[Record set]
★ ★ ★ ★ ★ ★ ★

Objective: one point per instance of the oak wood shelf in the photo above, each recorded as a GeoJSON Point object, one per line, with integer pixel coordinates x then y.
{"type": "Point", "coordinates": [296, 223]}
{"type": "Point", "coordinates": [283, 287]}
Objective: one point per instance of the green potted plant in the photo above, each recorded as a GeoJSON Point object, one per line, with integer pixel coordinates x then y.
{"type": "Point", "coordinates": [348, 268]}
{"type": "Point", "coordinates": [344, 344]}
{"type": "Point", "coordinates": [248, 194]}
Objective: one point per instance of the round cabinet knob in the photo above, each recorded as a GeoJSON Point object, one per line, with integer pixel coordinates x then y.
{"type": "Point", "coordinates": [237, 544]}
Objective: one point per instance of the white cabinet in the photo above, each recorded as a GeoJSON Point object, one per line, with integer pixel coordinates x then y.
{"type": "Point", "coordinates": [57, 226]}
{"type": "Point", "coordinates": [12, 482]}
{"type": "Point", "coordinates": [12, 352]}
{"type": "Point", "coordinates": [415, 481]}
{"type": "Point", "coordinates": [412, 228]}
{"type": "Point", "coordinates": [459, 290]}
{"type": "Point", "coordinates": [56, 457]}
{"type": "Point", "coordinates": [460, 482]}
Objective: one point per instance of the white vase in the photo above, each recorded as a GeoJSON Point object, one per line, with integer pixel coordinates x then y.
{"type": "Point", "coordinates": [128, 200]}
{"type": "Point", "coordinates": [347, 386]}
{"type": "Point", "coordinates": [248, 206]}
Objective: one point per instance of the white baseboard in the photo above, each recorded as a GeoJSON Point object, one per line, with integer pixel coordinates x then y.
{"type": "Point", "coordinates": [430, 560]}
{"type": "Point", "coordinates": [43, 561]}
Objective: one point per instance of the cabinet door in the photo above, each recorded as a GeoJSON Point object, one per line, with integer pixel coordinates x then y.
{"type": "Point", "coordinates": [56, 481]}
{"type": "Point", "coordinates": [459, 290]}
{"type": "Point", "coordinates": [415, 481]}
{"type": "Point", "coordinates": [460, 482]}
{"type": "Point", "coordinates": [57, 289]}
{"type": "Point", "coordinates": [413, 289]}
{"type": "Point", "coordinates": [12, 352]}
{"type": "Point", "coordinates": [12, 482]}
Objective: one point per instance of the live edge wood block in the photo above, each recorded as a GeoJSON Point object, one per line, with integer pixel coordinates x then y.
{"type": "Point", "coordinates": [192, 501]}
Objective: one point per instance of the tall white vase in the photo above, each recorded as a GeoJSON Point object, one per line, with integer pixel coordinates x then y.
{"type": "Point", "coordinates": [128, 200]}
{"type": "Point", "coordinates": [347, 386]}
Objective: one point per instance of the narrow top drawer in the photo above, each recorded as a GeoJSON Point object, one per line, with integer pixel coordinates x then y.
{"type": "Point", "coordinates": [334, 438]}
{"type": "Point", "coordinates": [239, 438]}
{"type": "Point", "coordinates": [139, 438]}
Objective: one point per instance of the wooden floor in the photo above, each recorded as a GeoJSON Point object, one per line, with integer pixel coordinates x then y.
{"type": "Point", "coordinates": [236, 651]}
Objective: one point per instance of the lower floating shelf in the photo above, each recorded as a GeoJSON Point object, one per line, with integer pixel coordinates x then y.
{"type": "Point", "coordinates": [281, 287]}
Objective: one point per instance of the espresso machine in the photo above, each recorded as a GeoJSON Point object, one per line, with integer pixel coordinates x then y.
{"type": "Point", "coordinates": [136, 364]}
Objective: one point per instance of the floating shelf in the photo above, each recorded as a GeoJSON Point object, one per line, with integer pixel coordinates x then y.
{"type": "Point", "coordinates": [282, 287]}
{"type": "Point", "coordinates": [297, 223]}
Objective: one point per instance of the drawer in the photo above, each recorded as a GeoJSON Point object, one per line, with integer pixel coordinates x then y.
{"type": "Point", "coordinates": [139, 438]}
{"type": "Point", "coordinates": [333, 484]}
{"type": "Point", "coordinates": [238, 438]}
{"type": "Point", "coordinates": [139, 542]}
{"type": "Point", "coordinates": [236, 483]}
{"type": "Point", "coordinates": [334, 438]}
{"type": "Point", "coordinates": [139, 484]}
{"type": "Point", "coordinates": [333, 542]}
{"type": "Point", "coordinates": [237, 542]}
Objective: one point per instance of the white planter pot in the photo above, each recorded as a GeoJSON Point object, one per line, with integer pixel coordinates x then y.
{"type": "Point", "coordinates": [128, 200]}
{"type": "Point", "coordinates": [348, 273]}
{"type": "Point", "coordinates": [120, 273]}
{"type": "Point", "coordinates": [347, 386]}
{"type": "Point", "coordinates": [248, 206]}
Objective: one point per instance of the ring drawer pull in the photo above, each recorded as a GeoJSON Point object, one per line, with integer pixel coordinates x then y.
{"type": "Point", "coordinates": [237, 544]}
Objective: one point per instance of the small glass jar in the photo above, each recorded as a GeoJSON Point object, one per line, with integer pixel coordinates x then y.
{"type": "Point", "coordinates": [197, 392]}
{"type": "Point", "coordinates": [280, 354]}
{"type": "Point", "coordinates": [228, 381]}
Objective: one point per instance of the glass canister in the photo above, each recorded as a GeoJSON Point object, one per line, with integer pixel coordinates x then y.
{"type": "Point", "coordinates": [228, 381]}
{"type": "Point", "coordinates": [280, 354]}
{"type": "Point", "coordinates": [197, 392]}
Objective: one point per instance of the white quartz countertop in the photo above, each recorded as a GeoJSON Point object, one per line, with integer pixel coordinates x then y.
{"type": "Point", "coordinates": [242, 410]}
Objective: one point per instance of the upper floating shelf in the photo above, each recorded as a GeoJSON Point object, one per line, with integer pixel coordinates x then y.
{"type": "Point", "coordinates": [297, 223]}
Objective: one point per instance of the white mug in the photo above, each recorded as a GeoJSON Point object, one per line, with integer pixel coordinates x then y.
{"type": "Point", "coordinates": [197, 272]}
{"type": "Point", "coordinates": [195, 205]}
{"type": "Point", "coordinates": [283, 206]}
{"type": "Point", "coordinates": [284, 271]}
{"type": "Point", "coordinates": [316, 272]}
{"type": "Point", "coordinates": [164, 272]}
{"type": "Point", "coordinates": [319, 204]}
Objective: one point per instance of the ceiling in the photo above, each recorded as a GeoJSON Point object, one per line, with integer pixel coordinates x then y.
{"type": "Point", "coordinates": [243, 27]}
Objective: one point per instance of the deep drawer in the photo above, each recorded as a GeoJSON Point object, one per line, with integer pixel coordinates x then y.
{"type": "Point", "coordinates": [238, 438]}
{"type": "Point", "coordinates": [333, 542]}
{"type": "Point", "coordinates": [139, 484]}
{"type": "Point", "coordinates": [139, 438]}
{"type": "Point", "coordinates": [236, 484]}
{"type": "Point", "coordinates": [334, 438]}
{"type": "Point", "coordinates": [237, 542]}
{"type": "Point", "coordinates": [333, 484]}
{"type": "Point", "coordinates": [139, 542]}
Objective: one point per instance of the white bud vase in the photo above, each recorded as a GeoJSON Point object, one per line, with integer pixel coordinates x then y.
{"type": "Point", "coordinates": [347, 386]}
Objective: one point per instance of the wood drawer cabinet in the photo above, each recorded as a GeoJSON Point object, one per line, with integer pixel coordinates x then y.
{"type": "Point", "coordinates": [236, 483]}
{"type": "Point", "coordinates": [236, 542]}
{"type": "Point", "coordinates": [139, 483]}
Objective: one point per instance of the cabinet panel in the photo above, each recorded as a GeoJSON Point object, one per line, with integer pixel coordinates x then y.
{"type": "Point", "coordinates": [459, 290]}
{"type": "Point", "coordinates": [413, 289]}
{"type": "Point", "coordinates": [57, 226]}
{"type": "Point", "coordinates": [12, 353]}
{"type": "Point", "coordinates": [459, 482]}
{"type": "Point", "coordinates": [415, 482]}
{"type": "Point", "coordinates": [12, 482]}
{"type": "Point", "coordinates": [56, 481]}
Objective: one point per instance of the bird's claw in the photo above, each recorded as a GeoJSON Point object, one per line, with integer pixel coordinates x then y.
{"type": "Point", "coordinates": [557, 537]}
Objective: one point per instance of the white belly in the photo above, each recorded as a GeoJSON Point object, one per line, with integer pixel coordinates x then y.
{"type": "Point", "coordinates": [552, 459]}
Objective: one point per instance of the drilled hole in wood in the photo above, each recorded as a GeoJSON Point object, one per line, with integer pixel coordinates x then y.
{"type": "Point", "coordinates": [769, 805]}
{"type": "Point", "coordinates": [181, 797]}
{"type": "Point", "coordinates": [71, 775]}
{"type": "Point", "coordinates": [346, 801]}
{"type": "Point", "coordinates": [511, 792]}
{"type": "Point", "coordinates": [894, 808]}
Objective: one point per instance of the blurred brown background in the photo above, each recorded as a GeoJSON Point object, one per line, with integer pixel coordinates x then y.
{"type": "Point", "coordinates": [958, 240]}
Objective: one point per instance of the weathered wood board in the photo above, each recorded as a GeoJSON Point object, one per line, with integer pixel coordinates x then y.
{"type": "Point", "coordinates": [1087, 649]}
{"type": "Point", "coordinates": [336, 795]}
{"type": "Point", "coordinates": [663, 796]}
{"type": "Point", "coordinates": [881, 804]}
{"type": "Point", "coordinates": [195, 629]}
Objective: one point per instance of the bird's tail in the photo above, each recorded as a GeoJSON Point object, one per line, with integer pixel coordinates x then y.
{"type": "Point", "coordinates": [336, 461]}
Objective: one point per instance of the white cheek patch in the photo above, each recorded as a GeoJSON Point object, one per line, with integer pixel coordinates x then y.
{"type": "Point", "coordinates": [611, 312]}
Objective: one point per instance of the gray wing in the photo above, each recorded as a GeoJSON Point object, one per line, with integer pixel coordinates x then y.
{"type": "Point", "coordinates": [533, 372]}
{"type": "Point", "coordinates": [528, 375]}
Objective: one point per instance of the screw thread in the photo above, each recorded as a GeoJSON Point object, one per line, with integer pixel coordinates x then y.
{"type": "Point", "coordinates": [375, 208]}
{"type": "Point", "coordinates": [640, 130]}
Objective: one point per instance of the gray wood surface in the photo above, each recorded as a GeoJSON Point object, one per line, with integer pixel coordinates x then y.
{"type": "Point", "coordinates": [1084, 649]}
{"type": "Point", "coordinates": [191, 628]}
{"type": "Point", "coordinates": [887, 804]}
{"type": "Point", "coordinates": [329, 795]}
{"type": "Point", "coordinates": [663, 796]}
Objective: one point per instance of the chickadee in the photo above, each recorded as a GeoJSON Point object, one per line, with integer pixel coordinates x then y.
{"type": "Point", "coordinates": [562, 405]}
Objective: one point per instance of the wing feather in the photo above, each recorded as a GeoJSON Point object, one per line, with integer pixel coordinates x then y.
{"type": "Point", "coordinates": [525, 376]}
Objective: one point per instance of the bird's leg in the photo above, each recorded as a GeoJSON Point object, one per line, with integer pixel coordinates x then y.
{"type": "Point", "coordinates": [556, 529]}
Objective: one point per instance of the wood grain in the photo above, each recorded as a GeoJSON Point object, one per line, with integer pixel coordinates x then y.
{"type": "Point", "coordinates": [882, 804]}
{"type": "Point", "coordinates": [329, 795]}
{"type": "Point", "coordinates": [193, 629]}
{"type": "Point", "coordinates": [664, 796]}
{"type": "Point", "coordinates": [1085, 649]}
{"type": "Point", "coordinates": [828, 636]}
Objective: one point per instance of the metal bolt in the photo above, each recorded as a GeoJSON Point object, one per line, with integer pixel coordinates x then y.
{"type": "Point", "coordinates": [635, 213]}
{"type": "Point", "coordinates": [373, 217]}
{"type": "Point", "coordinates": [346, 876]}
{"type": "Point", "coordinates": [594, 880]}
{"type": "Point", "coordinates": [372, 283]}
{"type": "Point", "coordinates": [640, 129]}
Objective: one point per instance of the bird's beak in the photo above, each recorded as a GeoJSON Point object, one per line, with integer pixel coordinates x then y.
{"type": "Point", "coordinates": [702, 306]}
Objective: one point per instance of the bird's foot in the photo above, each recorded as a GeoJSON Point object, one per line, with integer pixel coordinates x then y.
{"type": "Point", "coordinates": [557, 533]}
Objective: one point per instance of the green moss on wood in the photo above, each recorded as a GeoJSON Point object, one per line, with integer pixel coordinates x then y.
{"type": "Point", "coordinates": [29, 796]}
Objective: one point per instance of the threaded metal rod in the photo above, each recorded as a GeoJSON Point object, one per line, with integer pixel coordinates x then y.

★ ★ ★ ★ ★ ★ ★

[What is expected] With the line containing "Objective: one point per instance of the wood grain" as the first and the last line of the records as the final one, print exactly the lines in that span.

[Solution]
Objective: one point per instance of the wood grain in the photo above, each recorded as a GeoJSON Point object, one per line, with integer pixel coordinates x then y.
{"type": "Point", "coordinates": [882, 804]}
{"type": "Point", "coordinates": [329, 795]}
{"type": "Point", "coordinates": [193, 629]}
{"type": "Point", "coordinates": [664, 796]}
{"type": "Point", "coordinates": [1085, 649]}
{"type": "Point", "coordinates": [828, 636]}
Objective: one point per instance of the metal bolt in the photo above, each recorded as a GeoJSON Point object, one per line, with integer pixel coordinates x then y.
{"type": "Point", "coordinates": [635, 213]}
{"type": "Point", "coordinates": [373, 217]}
{"type": "Point", "coordinates": [346, 876]}
{"type": "Point", "coordinates": [594, 880]}
{"type": "Point", "coordinates": [372, 283]}
{"type": "Point", "coordinates": [640, 129]}
Objective: one point per instance of the bird's beak in the photo above, each recorded as a GeoJSON Point object, one per line, with integer pixel coordinates x then y.
{"type": "Point", "coordinates": [702, 306]}
Objective: one point per instance of the bird's foot in the photo above, each recorded as a GeoJSON Point object, one per line, with integer pixel coordinates x then y.
{"type": "Point", "coordinates": [557, 533]}
Objective: one point per instance of the green moss on wood in the photo above, each recorded as a GeoJSON Point object, one per line, with integer pixel coordinates x then y.
{"type": "Point", "coordinates": [29, 796]}
Objective: one point per instance of the threaded metal rod in the photo above, each recorded as a GeoJSON Point object, one per line, with integer pixel coordinates x then y.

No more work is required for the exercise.